Collected data entries:
[Start of section]

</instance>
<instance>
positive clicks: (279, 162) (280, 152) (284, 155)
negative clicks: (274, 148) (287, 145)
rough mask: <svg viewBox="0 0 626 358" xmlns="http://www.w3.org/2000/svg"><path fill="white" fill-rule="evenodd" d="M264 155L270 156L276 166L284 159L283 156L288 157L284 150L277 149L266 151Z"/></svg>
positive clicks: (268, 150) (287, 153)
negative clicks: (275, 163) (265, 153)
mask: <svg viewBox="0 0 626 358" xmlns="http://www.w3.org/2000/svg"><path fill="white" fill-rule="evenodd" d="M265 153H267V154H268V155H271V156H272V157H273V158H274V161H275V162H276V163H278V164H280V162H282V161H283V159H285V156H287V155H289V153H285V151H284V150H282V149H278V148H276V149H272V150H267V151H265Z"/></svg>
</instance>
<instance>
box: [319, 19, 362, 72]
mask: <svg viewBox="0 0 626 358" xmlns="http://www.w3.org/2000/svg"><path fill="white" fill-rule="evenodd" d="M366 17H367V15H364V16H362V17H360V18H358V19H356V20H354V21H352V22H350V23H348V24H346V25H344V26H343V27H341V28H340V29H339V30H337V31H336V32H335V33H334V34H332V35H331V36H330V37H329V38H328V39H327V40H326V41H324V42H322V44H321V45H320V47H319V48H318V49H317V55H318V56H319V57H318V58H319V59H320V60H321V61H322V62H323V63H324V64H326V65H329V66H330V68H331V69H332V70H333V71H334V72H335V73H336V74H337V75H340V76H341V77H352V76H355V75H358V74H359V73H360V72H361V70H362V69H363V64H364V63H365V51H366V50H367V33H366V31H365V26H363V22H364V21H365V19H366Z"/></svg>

[End of section]

*ACTIVITY:* Write the data out again. Match it exactly.

*RESPONSE FOR THIS EXERCISE:*
</instance>
<instance>
positive clicks: (279, 162) (280, 152) (284, 155)
negative clicks: (274, 148) (287, 145)
rough mask: <svg viewBox="0 0 626 358" xmlns="http://www.w3.org/2000/svg"><path fill="white" fill-rule="evenodd" d="M264 155L270 156L276 166L284 159L283 156L288 157L284 150L277 149L266 151Z"/></svg>
positive clicks: (268, 150) (287, 153)
negative clicks: (275, 163) (265, 153)
mask: <svg viewBox="0 0 626 358" xmlns="http://www.w3.org/2000/svg"><path fill="white" fill-rule="evenodd" d="M265 153H267V154H268V155H271V156H272V157H273V158H274V161H275V162H276V163H278V164H280V162H282V161H283V159H285V156H287V155H289V153H285V151H284V150H282V149H278V148H276V149H272V150H267V151H265Z"/></svg>
</instance>
<instance>
box: [319, 19, 362, 72]
mask: <svg viewBox="0 0 626 358" xmlns="http://www.w3.org/2000/svg"><path fill="white" fill-rule="evenodd" d="M366 17H367V15H364V16H362V17H360V18H358V19H356V20H354V21H352V22H350V23H348V24H346V25H344V26H343V27H341V28H340V29H339V30H337V31H336V32H335V33H334V34H332V35H331V36H330V37H329V38H328V39H327V40H326V41H324V42H322V44H321V45H320V47H319V48H318V49H317V55H318V56H319V57H318V58H319V59H320V60H321V61H322V62H323V63H324V64H326V65H329V66H330V68H331V69H332V70H333V71H334V72H335V73H336V74H337V75H340V76H341V77H352V76H355V75H358V74H359V73H360V72H361V70H362V69H363V64H364V63H365V51H366V50H367V33H366V31H365V26H363V22H364V21H365V19H366Z"/></svg>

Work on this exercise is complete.